Work required
Can you restate the records below word for word?

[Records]
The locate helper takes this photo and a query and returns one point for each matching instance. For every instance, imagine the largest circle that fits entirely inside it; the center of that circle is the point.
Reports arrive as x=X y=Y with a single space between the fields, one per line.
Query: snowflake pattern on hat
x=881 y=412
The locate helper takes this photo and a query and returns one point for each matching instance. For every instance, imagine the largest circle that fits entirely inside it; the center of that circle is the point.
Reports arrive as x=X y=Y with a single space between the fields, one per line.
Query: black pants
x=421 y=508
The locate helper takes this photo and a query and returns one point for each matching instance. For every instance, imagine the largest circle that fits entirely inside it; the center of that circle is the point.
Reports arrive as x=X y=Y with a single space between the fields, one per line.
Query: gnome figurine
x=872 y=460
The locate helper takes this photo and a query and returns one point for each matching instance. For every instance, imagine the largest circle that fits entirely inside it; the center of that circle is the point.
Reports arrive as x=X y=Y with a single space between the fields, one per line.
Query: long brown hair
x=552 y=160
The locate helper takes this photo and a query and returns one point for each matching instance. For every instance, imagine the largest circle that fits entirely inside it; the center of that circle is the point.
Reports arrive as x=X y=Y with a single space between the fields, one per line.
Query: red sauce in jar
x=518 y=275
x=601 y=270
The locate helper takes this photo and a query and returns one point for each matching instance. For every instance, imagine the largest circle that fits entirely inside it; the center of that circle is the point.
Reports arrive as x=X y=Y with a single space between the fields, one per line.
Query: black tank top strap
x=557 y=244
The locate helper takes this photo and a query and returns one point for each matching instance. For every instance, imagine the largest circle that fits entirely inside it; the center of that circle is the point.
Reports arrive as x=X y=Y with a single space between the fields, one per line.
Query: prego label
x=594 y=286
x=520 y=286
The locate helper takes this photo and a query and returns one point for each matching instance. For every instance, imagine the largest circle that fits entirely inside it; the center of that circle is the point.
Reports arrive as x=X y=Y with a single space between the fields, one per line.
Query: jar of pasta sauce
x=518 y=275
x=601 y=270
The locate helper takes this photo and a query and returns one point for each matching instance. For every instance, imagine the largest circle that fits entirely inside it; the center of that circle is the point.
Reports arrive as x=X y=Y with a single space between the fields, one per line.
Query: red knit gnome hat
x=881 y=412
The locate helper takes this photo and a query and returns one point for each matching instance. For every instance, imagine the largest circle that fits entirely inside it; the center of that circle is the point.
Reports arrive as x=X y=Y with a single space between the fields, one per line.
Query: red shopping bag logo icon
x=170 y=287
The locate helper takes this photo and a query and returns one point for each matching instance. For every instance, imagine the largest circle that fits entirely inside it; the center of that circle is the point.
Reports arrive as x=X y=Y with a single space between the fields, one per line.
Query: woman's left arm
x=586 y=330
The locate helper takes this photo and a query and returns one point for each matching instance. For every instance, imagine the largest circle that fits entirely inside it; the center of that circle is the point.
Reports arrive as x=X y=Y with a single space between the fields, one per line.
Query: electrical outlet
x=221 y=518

Result for this exercise
The locate helper takes this photo and a query and returns one point for each matching instance. For every instance, imagine the largest circle that fits entirely inside it; the center of that circle is the point.
Reports arrive as x=X y=Y with a single space between the fields, one per line.
Query: snowflake pattern on hat
x=881 y=412
The locate helper takes this photo and a query and returns one point for each matching instance. For every instance, imagine the largest circle that fits entirely inside it; the center of that circle is the point.
Reports arrive as x=X y=Y with a single space between the fields, one per line.
Query: black pants
x=421 y=508
The locate helper takes this photo and a query and returns one point for each matching instance. For every instance, imagine the largest circle that fits entirely inside it; the center of that circle is the point.
Reports arrive as x=X y=Y with a single space between the fields, one per line.
Query: gnome figurine
x=872 y=460
The locate helper takes this photo and a query and returns one point for each matching instance. For every instance, imagine the largest circle that fits entirely inside it; the center of that circle is the point.
Reports arrive as x=X y=Y with a single space between the fields, one per line.
Query: long brown hair
x=552 y=160
The locate helper takes this photo and a query and returns one point for each matching instance. For every instance, imagine the largest circle that fits entirely inside it; the center of that circle is the point.
Reports arrive as x=X y=Y with a single space between the fields, one per line.
Query: red sauce in jar
x=518 y=275
x=601 y=270
The locate helper takes this photo and a query and returns one point for each matching instance. For every instance, imagine the largest circle that fits entirely inside it; the center of that circle is the point.
Reports arrive as x=X y=Y with a single space between the fields, one per line.
Query: black tank top strap
x=557 y=244
The locate helper takes this photo and a query and returns one point for each matching instance. For every instance, imagine the largest circle that fits entirely inside it; the center of that circle is the point.
Reports arrive as x=X y=Y with a single space between the fields, one per line.
Query: prego label
x=594 y=286
x=520 y=286
The locate helper takes this photo and a query and returns one point for each matching instance. For every instance, imagine the largest circle that fits entirely inside it; the center of that circle is the point.
Reports arrive as x=X y=Y with a single space between the fields, one per line.
Query: jar of pasta sauce
x=518 y=275
x=601 y=270
The locate helper takes this photo and a query and returns one point for each matching instance. For every instance, imagine the largest circle that fits entirely inside it; the center of that circle is the point.
Reports arrive as x=X y=Y with a single space between the fields, one per line.
Query: red knit gnome hat
x=881 y=412
The locate helper takes this photo and a query and returns one point for each matching instance. For every instance, imagine the largest circle that fits entirely inside it; the center of that circle is the point.
Reports arrive as x=X y=Y with a single space between the fields, one per line.
Query: red shopping bag logo icon
x=170 y=287
The locate helper takes this photo and a query and returns one point for each matching instance. For every instance, imagine the largest circle that fits entirely inside it; the center of that circle is the point.
Reports arrive as x=X y=Y with a single space between the fields, one per line.
Query: woman's left arm
x=586 y=330
The locate helper takes this photo and a query and returns one point for each matching instance. For every instance, imagine the largest circle that fits entirely inside it; the center of that circle is the point.
Reports arrive as x=X y=Y with a single space between the fields, one per line.
Query: electrical outlet
x=221 y=518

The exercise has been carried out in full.